# EXERCISE DATA
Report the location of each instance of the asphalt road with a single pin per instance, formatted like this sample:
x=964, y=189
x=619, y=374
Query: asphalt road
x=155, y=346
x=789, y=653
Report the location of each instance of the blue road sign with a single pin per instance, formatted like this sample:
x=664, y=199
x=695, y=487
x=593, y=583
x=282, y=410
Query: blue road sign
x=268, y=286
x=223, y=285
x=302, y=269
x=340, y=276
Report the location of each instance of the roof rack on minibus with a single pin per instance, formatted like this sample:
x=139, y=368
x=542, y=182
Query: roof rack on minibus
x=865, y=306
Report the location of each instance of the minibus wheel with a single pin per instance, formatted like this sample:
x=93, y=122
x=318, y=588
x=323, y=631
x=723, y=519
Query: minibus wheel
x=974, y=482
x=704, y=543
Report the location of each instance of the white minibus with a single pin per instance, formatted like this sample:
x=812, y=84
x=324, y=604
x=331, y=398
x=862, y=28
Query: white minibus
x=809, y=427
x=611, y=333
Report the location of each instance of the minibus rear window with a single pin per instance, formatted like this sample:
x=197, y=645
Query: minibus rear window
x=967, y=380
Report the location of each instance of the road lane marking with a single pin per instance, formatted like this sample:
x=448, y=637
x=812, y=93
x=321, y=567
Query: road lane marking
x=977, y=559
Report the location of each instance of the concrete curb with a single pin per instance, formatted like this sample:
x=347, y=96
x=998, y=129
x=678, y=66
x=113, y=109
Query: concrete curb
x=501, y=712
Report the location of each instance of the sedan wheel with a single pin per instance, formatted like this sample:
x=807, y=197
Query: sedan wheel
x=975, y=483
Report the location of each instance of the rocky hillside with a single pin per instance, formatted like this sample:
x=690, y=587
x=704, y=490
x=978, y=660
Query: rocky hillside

# STATED GOAL
Rewrite the records from the line with "Report the location of each instance of the minibus wheel" to the line with "x=977, y=559", both included, and keep the requests and their sample points as they are. Lower every coordinate in the answers by 115, and give only those lines.

# TASK RESPONSE
Report the location of each instance of the minibus wheel with a single pin per instance, formatted like this sample:
x=93, y=122
x=318, y=588
x=323, y=631
x=723, y=519
Query: minibus wheel
x=859, y=367
x=589, y=428
Report the location of each instance of the white minibus with a single pin per instance, formatted like this sample:
x=812, y=84
x=324, y=604
x=331, y=398
x=862, y=28
Query: white minibus
x=694, y=312
x=496, y=218
Report the location of each instance of the minibus rear window with a single pin per instance, formatted like this sample:
x=197, y=645
Query: minibus rear window
x=852, y=265
Report the location of each instance of the road lane marking with a single pin per instance, formatted like this sample:
x=448, y=637
x=812, y=93
x=321, y=567
Query: road lane marking
x=862, y=444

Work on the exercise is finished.